Task objective -> State how many lines of the data below contain the string "tower", counting a match only when its case is the same. Give the number alone.
--- Data in this exercise ---
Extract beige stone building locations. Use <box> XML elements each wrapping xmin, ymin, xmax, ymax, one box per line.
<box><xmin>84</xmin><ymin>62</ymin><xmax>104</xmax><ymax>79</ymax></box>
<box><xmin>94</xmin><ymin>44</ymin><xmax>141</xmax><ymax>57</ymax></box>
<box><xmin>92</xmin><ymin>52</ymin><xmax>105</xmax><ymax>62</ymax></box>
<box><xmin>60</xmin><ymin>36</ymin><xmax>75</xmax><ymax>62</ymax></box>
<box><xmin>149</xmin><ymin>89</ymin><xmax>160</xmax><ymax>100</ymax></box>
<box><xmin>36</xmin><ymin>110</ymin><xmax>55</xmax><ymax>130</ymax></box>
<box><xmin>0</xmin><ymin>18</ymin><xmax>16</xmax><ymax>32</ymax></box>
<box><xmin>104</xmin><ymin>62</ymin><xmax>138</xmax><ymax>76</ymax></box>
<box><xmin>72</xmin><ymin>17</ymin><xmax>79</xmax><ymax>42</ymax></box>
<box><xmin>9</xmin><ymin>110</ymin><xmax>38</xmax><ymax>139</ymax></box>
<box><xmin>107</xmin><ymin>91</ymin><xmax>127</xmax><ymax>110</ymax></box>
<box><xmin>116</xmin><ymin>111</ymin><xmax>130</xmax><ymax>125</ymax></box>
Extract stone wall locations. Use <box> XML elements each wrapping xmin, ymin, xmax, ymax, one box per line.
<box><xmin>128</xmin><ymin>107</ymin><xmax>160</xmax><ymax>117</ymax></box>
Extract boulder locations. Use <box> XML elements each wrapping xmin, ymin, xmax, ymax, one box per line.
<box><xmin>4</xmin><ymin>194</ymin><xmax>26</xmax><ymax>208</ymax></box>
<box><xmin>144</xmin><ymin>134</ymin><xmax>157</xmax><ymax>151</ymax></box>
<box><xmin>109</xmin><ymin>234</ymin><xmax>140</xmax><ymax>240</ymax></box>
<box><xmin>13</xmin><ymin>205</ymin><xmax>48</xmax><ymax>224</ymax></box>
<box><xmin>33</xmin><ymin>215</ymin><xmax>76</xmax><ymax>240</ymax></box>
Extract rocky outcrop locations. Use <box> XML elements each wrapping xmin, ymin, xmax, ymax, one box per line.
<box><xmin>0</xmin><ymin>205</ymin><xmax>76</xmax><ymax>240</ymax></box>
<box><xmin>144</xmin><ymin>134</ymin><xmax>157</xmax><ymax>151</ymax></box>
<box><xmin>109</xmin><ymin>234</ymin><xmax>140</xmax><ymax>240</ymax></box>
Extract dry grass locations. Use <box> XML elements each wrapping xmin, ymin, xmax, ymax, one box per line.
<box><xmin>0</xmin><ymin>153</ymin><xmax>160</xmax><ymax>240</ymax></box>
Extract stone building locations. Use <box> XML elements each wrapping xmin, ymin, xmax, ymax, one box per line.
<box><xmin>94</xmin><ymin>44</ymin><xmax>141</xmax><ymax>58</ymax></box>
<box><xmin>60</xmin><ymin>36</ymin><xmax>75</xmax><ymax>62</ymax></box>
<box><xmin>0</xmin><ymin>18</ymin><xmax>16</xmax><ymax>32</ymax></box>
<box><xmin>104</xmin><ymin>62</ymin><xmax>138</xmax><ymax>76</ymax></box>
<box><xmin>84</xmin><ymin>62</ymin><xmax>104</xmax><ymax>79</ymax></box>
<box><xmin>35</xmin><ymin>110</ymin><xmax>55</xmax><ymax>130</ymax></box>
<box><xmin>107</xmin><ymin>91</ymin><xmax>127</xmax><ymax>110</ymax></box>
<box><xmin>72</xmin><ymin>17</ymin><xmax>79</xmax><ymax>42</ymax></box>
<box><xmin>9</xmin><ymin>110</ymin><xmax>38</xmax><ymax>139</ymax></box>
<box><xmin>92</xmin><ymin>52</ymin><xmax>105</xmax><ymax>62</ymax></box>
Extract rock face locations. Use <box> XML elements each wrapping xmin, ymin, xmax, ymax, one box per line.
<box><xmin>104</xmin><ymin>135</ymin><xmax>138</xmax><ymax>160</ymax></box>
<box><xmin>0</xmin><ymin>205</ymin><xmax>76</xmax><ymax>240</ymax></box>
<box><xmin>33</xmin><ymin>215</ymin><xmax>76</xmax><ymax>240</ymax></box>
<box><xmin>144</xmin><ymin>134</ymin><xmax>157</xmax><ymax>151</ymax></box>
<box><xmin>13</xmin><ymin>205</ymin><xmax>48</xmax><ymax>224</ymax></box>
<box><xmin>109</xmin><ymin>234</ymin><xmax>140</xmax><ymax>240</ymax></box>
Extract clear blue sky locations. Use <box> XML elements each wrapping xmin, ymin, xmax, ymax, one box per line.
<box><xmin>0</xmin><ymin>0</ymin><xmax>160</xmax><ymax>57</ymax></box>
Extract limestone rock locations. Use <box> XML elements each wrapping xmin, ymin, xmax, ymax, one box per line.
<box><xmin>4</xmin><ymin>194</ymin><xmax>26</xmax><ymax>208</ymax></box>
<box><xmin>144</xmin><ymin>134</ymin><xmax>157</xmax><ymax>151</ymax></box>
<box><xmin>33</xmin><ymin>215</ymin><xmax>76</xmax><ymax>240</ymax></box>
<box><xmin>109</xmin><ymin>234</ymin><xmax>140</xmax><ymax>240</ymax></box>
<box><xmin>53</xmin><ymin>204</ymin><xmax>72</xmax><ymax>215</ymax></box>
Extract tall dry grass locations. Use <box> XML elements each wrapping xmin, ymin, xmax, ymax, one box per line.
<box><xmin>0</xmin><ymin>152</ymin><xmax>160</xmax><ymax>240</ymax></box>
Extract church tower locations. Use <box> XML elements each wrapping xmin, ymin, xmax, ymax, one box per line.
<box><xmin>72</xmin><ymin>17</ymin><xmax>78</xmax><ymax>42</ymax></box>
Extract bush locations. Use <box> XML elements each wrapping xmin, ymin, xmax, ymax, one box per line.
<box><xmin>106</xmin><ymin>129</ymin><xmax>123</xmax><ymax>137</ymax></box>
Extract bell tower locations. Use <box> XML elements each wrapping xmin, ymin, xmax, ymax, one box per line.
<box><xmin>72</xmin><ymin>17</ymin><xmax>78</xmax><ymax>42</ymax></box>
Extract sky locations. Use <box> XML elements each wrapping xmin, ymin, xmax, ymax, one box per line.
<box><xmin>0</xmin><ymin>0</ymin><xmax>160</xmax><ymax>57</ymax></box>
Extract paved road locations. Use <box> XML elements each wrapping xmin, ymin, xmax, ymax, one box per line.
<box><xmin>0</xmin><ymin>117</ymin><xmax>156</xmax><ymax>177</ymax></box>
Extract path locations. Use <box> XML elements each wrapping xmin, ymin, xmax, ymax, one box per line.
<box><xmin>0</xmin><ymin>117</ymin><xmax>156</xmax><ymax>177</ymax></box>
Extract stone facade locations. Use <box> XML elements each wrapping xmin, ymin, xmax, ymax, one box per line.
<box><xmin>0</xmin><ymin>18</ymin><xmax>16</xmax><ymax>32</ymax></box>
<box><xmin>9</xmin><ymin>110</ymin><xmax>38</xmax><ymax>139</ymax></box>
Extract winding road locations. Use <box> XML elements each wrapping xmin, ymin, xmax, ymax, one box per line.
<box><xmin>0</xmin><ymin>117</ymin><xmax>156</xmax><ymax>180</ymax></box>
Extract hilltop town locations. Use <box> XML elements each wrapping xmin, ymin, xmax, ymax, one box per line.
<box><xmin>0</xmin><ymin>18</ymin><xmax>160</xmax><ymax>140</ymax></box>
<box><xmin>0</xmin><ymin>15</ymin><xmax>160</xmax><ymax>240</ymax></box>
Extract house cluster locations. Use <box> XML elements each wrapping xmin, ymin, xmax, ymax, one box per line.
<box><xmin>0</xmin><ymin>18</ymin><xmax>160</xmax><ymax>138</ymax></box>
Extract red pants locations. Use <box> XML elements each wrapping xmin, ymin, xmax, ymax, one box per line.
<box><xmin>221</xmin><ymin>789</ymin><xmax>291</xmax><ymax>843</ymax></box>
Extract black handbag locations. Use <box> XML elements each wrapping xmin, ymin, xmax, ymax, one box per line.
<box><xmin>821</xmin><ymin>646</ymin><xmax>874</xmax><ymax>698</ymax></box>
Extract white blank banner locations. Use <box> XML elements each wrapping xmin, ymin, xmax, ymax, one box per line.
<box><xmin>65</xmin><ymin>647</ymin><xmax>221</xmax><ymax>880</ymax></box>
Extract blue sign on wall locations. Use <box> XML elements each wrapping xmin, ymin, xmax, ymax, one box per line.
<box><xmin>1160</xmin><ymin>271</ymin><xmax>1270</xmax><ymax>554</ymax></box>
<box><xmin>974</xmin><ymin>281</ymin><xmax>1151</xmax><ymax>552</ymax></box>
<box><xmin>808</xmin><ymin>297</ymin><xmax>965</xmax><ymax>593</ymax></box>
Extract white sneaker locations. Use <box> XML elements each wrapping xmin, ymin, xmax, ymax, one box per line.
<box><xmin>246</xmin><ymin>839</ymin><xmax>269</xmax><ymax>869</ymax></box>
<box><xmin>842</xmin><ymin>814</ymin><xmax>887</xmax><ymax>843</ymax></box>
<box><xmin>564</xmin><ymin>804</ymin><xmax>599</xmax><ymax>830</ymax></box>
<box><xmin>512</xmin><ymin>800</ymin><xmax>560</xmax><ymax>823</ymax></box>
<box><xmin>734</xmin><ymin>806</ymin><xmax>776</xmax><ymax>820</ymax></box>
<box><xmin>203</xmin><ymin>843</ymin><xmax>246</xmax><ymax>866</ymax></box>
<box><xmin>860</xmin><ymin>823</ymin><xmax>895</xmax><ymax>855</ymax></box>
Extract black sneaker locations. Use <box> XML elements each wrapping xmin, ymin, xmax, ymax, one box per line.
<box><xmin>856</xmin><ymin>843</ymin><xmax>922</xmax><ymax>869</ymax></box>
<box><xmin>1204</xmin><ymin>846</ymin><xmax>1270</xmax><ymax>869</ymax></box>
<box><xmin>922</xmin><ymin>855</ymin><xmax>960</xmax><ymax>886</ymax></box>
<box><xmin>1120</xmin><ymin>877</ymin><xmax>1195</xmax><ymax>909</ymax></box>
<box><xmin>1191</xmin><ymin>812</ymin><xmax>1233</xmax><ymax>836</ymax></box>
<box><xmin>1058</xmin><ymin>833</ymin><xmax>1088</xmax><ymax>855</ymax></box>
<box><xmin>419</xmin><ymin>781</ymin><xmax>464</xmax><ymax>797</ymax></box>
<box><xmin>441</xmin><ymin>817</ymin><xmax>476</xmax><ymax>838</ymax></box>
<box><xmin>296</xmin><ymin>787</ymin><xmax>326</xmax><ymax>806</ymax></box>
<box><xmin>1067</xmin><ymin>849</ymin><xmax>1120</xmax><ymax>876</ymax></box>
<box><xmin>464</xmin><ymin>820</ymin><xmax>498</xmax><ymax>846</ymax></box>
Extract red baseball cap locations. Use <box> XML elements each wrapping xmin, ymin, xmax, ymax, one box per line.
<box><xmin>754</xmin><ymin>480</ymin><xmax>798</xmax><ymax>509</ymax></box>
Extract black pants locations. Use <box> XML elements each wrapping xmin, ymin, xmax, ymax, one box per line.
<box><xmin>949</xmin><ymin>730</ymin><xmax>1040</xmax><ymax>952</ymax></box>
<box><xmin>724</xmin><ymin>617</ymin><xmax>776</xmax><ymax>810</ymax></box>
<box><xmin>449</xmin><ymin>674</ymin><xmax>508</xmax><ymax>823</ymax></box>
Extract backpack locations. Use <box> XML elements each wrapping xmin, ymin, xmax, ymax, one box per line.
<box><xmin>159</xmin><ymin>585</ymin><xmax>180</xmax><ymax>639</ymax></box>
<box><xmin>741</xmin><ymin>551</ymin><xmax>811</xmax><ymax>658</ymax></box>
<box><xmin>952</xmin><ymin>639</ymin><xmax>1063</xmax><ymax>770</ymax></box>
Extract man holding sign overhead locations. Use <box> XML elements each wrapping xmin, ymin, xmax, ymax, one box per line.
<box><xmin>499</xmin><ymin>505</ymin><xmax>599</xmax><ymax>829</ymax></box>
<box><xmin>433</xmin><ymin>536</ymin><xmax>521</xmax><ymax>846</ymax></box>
---
Solution for this task -> 2